[Position annotation records]
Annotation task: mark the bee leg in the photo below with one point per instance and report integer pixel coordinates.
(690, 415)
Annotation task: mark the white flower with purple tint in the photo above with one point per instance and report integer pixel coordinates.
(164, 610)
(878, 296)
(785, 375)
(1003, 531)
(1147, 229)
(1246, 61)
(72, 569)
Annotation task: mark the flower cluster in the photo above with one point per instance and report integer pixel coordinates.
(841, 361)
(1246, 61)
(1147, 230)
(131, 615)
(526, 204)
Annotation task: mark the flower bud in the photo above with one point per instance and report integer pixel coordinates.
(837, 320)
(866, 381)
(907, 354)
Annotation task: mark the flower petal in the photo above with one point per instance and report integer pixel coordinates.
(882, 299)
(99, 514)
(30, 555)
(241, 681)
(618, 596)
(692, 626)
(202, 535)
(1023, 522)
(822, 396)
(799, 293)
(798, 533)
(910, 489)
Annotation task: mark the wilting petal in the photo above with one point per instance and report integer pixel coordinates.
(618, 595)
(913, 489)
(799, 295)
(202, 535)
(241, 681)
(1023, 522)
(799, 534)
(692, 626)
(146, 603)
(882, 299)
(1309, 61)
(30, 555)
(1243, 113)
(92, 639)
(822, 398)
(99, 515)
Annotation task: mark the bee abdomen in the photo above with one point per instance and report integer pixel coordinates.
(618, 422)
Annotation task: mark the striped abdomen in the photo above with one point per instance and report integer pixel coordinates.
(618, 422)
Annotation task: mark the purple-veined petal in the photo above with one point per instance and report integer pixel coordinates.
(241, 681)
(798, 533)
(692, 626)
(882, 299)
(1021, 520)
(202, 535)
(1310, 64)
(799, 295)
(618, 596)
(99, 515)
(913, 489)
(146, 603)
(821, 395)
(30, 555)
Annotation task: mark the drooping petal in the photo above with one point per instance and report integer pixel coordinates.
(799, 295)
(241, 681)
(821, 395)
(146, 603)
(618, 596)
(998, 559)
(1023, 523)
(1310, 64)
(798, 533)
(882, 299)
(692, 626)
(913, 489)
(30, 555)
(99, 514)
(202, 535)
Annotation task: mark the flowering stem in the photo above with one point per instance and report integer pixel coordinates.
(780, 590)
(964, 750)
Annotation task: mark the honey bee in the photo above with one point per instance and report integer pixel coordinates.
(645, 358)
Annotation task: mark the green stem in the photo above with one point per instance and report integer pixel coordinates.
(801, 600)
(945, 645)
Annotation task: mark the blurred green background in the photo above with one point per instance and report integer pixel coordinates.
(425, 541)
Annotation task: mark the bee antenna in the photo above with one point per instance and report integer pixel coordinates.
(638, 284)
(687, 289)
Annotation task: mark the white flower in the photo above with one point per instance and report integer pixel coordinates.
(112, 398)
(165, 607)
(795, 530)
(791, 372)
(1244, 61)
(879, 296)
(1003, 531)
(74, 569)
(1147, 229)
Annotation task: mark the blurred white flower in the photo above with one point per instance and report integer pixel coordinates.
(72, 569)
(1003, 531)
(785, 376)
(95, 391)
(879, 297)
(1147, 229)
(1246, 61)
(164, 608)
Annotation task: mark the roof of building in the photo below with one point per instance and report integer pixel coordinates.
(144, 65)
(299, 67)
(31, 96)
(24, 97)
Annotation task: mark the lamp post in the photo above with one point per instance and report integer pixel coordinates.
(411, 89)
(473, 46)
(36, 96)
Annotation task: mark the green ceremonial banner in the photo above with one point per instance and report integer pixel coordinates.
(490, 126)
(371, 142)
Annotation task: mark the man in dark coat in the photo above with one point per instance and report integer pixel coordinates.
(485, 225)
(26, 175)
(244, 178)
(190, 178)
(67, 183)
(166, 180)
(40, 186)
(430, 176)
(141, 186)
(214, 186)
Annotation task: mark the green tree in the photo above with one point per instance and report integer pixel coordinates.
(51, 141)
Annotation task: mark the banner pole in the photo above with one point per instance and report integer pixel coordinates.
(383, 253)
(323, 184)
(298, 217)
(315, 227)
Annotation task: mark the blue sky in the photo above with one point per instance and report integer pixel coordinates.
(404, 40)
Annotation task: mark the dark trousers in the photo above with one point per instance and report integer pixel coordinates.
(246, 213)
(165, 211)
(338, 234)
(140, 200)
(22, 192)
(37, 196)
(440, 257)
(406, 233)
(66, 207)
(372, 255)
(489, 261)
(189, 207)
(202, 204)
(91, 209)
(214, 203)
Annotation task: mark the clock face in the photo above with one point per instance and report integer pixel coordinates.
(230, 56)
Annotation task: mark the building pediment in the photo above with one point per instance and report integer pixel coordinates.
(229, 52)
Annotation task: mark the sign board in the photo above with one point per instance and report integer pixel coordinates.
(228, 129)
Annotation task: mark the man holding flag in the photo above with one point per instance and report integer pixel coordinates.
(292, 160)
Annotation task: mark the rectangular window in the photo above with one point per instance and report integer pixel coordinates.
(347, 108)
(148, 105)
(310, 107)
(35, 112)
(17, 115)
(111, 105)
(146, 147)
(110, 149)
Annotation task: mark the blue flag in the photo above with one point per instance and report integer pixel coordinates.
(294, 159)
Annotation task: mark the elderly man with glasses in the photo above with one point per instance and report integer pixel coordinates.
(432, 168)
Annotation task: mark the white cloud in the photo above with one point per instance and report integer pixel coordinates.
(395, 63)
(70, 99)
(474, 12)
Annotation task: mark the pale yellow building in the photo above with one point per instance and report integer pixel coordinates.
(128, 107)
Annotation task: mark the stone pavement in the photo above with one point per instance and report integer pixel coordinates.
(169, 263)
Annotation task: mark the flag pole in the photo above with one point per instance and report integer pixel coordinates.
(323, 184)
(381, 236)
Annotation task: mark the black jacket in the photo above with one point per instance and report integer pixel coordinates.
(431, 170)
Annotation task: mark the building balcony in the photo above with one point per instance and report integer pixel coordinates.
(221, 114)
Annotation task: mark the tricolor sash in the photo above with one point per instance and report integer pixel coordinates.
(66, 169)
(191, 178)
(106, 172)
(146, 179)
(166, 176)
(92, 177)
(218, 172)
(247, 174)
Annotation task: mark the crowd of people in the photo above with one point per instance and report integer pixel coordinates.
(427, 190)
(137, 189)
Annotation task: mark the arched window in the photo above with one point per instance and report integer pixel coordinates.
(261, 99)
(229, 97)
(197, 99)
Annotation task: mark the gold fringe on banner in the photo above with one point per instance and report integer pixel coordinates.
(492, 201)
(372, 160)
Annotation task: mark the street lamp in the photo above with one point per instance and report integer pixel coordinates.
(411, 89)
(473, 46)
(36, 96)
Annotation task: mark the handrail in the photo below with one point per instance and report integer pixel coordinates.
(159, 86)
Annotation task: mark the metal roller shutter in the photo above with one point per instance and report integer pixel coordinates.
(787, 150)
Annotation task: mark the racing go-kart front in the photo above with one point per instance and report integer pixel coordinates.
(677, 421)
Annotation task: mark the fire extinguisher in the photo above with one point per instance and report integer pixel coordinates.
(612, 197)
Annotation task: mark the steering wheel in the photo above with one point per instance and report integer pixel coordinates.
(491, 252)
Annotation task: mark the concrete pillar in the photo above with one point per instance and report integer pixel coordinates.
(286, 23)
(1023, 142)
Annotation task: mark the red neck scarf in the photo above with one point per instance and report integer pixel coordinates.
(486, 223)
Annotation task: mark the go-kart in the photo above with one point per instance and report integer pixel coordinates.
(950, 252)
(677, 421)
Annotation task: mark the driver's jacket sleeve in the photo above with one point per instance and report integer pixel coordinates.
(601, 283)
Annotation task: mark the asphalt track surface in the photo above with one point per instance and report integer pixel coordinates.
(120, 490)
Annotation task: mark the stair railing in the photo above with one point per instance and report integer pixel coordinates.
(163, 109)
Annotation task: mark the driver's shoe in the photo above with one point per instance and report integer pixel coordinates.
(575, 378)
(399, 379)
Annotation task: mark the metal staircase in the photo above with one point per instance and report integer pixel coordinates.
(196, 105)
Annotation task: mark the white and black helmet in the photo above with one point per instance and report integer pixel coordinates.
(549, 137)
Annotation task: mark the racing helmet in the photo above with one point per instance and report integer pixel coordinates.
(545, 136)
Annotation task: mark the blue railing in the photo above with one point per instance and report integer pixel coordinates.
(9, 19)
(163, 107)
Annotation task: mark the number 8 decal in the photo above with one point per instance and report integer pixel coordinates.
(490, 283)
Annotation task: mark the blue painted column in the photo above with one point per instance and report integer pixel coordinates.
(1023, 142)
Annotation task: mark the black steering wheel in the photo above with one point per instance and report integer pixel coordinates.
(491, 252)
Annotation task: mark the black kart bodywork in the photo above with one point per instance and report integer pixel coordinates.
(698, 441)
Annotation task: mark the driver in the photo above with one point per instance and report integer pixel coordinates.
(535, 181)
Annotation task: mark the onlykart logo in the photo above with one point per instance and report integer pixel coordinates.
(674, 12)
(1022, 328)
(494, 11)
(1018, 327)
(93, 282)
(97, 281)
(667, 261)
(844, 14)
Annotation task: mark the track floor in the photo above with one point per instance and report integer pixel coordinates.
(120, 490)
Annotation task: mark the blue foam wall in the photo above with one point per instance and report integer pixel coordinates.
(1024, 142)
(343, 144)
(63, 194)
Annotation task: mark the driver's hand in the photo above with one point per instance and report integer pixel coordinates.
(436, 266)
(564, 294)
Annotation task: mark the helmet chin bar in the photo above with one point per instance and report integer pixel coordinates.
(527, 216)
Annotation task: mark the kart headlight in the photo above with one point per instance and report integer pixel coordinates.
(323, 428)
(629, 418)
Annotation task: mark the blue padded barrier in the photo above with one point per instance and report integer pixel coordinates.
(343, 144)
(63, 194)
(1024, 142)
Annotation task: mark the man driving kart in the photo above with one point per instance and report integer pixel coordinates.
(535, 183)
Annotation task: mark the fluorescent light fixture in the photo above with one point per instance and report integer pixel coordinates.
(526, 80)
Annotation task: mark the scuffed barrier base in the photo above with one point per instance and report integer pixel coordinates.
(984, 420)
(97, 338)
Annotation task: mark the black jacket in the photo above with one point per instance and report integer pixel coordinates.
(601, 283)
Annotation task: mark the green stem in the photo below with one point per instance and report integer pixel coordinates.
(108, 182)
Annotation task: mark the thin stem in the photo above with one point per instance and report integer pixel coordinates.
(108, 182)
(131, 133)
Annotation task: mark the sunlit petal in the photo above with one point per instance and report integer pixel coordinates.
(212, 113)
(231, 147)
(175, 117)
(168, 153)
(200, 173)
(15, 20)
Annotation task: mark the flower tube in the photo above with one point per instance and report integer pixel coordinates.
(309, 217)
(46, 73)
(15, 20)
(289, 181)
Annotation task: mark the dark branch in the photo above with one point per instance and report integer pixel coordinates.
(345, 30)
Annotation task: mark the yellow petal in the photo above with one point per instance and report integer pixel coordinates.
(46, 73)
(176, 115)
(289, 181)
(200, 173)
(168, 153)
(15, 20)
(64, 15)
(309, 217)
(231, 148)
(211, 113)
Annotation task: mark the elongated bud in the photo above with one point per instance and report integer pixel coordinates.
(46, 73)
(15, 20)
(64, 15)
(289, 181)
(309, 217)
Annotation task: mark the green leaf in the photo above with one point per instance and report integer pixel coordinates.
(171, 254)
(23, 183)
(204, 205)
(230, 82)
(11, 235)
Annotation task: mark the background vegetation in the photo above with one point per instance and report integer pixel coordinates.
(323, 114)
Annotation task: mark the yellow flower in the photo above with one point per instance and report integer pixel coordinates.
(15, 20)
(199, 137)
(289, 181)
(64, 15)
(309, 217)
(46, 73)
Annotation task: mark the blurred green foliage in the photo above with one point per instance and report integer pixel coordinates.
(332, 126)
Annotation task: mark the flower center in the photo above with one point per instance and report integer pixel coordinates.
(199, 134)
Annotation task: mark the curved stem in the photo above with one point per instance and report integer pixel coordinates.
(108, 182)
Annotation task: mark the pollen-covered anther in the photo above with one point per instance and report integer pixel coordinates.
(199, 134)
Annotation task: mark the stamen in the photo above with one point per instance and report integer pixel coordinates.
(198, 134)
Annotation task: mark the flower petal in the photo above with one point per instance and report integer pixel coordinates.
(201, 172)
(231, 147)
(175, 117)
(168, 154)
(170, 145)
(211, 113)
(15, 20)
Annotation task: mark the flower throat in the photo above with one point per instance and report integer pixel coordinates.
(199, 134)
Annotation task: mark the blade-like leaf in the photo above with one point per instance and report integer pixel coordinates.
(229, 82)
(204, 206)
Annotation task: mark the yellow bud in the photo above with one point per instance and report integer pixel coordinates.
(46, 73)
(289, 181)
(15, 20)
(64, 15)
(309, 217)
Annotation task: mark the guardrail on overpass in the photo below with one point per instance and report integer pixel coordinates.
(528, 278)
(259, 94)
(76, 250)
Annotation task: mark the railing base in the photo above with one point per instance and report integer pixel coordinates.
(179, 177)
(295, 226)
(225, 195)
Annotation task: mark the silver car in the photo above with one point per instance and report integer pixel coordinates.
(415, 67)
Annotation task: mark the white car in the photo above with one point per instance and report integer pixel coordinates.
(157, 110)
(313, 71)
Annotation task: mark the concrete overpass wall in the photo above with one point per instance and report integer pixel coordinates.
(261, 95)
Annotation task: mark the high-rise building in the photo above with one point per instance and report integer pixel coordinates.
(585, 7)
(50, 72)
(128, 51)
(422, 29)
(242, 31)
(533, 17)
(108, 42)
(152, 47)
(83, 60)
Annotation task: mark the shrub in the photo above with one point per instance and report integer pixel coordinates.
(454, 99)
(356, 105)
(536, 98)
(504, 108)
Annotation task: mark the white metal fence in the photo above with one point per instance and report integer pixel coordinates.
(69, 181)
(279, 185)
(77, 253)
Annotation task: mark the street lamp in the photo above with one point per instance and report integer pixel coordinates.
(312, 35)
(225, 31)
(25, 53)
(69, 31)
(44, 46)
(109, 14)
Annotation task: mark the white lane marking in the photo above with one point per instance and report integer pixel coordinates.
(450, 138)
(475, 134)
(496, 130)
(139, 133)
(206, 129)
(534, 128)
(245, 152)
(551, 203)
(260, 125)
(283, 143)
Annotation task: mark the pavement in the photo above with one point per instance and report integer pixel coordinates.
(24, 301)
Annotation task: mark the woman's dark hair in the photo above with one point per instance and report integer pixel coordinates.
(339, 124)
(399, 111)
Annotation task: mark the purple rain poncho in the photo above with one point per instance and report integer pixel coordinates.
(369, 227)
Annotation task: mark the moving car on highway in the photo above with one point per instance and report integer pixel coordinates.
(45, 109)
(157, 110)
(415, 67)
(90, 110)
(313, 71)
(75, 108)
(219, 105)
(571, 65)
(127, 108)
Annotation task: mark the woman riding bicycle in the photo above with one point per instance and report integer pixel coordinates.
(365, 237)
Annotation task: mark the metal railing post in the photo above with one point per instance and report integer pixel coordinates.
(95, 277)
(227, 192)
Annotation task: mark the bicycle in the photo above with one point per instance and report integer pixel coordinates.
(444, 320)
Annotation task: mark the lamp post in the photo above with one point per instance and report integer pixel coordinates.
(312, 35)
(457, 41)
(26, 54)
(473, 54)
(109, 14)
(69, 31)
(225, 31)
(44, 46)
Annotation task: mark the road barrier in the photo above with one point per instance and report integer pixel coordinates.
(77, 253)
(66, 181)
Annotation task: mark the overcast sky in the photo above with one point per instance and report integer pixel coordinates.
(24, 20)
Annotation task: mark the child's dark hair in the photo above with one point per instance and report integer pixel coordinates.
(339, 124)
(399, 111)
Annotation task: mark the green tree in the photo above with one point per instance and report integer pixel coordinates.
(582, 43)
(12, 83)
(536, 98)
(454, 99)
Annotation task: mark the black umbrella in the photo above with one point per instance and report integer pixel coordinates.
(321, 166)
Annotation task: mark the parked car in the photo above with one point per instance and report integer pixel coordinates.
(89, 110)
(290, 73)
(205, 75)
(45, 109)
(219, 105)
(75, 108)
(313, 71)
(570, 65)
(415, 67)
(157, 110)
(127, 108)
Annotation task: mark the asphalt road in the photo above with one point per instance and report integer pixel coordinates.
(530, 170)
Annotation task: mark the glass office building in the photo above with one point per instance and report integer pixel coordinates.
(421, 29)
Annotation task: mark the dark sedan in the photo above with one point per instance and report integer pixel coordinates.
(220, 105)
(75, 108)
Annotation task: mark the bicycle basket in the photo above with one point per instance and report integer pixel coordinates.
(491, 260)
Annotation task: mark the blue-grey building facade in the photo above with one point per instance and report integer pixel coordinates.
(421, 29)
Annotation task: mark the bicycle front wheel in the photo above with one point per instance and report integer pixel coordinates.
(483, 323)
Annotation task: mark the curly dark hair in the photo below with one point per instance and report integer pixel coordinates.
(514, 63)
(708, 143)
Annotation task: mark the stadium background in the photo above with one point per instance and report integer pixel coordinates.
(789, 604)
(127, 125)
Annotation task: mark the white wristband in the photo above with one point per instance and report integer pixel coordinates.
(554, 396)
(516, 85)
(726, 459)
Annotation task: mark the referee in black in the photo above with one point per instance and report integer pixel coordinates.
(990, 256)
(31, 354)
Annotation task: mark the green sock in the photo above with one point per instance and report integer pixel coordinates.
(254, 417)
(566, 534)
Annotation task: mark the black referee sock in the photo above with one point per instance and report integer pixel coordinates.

» **Instructions to follow**
Starting with the line that contains "Annotation task: mark the bicycle front", return each line through the last one of the data above, exactly as written and nothing more.

» **Written response**
Annotation task: mark the bicycle front wheel in the photo above with one point per instance and report integer pixel coordinates.
(483, 323)
Annotation task: mark the curly dark hair in the photo below with one point per instance and report integer pixel coordinates.
(514, 63)
(708, 143)
Annotation task: mark the stadium background in the photo above with one point per instance and report integer pixel coordinates.
(789, 604)
(127, 125)
Annotation task: mark the white wristband in the photo above with one point per instance and report integer pixel coordinates.
(554, 396)
(516, 85)
(726, 459)
Annotation task: mark the referee in black in the photo above with one point per instance and report integer pixel coordinates.
(990, 256)
(31, 354)
Annotation task: mark the green sock in the photo above with one point per instance and report integer pixel coordinates.
(254, 417)
(566, 534)
Annotation task: mark the black referee sock in the photo above with one point per instance and report integer pixel coordinates.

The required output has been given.